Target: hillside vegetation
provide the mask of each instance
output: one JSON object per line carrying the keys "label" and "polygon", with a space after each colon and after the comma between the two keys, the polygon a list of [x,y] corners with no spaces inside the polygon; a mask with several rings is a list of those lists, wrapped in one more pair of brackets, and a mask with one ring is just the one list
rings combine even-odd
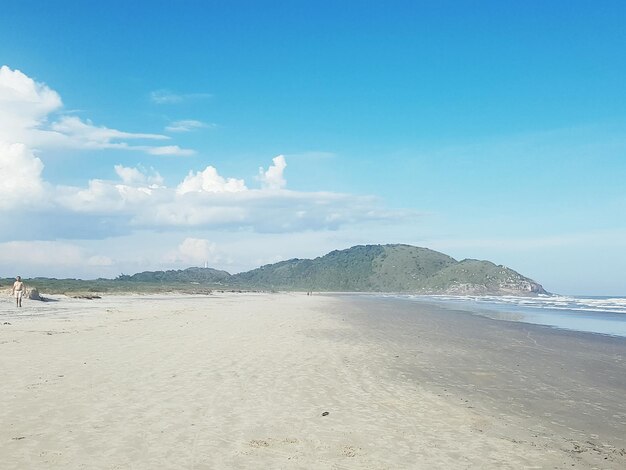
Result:
{"label": "hillside vegetation", "polygon": [[122,274],[117,277],[118,281],[130,282],[202,282],[222,283],[227,282],[231,275],[226,271],[213,268],[187,268],[169,271],[144,271],[131,276]]}
{"label": "hillside vegetation", "polygon": [[461,295],[546,293],[532,279],[490,261],[457,261],[443,253],[410,245],[359,245],[315,259],[291,259],[234,275],[212,268],[188,268],[123,274],[116,279],[37,278],[27,283],[47,293],[201,293],[211,289]]}
{"label": "hillside vegetation", "polygon": [[292,259],[232,276],[256,288],[413,292],[421,294],[533,295],[543,287],[512,269],[489,261],[456,261],[410,245],[365,245],[325,256]]}

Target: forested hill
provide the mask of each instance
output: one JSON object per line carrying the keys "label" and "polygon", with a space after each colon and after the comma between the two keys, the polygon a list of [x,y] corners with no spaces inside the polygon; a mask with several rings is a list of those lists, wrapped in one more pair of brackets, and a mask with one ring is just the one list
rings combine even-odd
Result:
{"label": "forested hill", "polygon": [[230,273],[213,268],[187,268],[169,271],[144,271],[131,276],[122,274],[117,281],[130,282],[198,282],[198,283],[228,283]]}
{"label": "forested hill", "polygon": [[543,287],[490,261],[456,261],[410,245],[361,245],[311,259],[292,259],[231,278],[245,286],[345,292],[545,294]]}
{"label": "forested hill", "polygon": [[421,294],[534,295],[543,287],[489,261],[456,261],[410,245],[360,245],[315,259],[291,259],[230,275],[211,268],[143,272],[128,282],[194,282],[243,289]]}

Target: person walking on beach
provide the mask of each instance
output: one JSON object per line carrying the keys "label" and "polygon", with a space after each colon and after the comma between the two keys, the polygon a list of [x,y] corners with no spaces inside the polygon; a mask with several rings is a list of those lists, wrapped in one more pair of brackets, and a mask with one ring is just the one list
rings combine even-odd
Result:
{"label": "person walking on beach", "polygon": [[12,294],[15,296],[16,307],[22,306],[22,297],[24,296],[25,291],[26,291],[26,287],[24,286],[24,283],[22,282],[22,278],[17,276],[15,278],[15,282],[13,283],[13,290],[11,291]]}

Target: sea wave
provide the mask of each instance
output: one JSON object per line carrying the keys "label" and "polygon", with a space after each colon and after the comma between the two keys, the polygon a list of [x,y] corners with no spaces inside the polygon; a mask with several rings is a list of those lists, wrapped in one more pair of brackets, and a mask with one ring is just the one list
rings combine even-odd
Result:
{"label": "sea wave", "polygon": [[574,297],[574,296],[473,296],[473,295],[409,295],[409,298],[444,302],[472,302],[478,305],[513,306],[575,312],[626,314],[626,297]]}
{"label": "sea wave", "polygon": [[626,337],[626,297],[545,295],[387,295],[415,302],[433,302],[453,310],[554,328]]}

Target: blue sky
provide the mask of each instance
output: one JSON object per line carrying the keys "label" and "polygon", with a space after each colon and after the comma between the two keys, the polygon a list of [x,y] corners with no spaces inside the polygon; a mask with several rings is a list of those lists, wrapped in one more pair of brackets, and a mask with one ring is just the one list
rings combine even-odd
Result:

^^^^^^^^

» Brief
Your answer should hold every record above, printed exactly and free of pictures.

» Solution to this exercise
Target: hillside vegetation
provide the mask of each instance
output: one JSON object per line carrying the keys "label" and "polygon", with a space after each colon and after the comma between the two keys, the polygon a list of [x,y] corners with no spaces inside the polygon; a mask with several rings is a list of those lists, wrapped in one more pair of brackets, and a mask with one ring is just the one list
rings combine even-odd
Result:
{"label": "hillside vegetation", "polygon": [[122,274],[117,277],[118,281],[130,282],[202,282],[222,283],[227,282],[231,275],[226,271],[213,268],[187,268],[169,271],[144,271],[131,276]]}
{"label": "hillside vegetation", "polygon": [[461,295],[546,293],[532,279],[490,261],[457,261],[443,253],[410,245],[359,245],[315,259],[291,259],[234,275],[212,268],[188,268],[123,274],[116,279],[37,278],[27,283],[47,293],[201,293],[211,289]]}
{"label": "hillside vegetation", "polygon": [[292,259],[232,276],[256,288],[413,292],[421,294],[533,295],[543,287],[512,269],[489,261],[456,261],[410,245],[365,245],[325,256]]}

Target: forested hill
provide the mask of each instance
output: one JSON object per line carrying the keys "label" and "polygon", with a space after each colon and after the comma between the two keys, the polygon a list of [x,y] corners with no spaces inside the polygon; a mask with several rings is a list of those lists, wrapped in one more pair of brackets, and a mask with one ring is just the one list
rings combine even-odd
Result:
{"label": "forested hill", "polygon": [[230,273],[213,268],[187,268],[169,271],[144,271],[131,276],[122,274],[117,281],[130,282],[198,282],[198,283],[228,283]]}
{"label": "forested hill", "polygon": [[543,287],[490,261],[456,261],[410,245],[361,245],[311,259],[292,259],[231,278],[245,286],[345,292],[545,294]]}
{"label": "forested hill", "polygon": [[421,294],[534,295],[543,287],[489,261],[456,261],[410,245],[360,245],[315,259],[291,259],[230,275],[211,268],[143,272],[128,282],[194,282],[243,289]]}

Target: person walking on beach
provide the mask of each instance
output: one JSON object per line carrying the keys "label" and "polygon", with a space after each colon and after the comma between the two keys, the polygon a list of [x,y] corners with no spaces inside the polygon; a mask with several rings is a list of those lists, wrapped in one more pair of brackets, and a mask with one ring is just the one list
rings combine even-odd
Result:
{"label": "person walking on beach", "polygon": [[12,294],[15,296],[16,307],[22,306],[22,297],[24,296],[25,291],[26,291],[26,287],[24,286],[24,283],[22,282],[22,278],[17,276],[15,278],[15,282],[13,283],[13,290],[11,291]]}

Target: sea wave
provide the mask of each instance
output: one JSON object per line carrying the keys "label" and "polygon", with a space after each colon and after the comma between the two keys, the polygon a list of [x,y] corners with no spaces inside the polygon; a mask with several rings is a list of those lists, wrapped in one more pair of brackets, and a mask with one ring is just the one list
rings combine even-odd
Result:
{"label": "sea wave", "polygon": [[574,297],[574,296],[473,296],[473,295],[409,295],[409,298],[444,302],[472,302],[478,305],[513,306],[575,312],[626,314],[626,297]]}
{"label": "sea wave", "polygon": [[626,337],[626,297],[545,295],[387,295],[415,302],[433,302],[453,310],[554,328]]}

Target: blue sky
provide the mask of each instance
output: one JSON object per line carrying the keys "label" and "polygon", with a space after each colon and after the comma between the two keys, the polygon a list of [x,y] corners with no spaces inside the polygon; a mask with several rings is a list of those lists, wrapped in one more pair of brackets, and a mask with one ring is just the one list
rings combine even-odd
Result:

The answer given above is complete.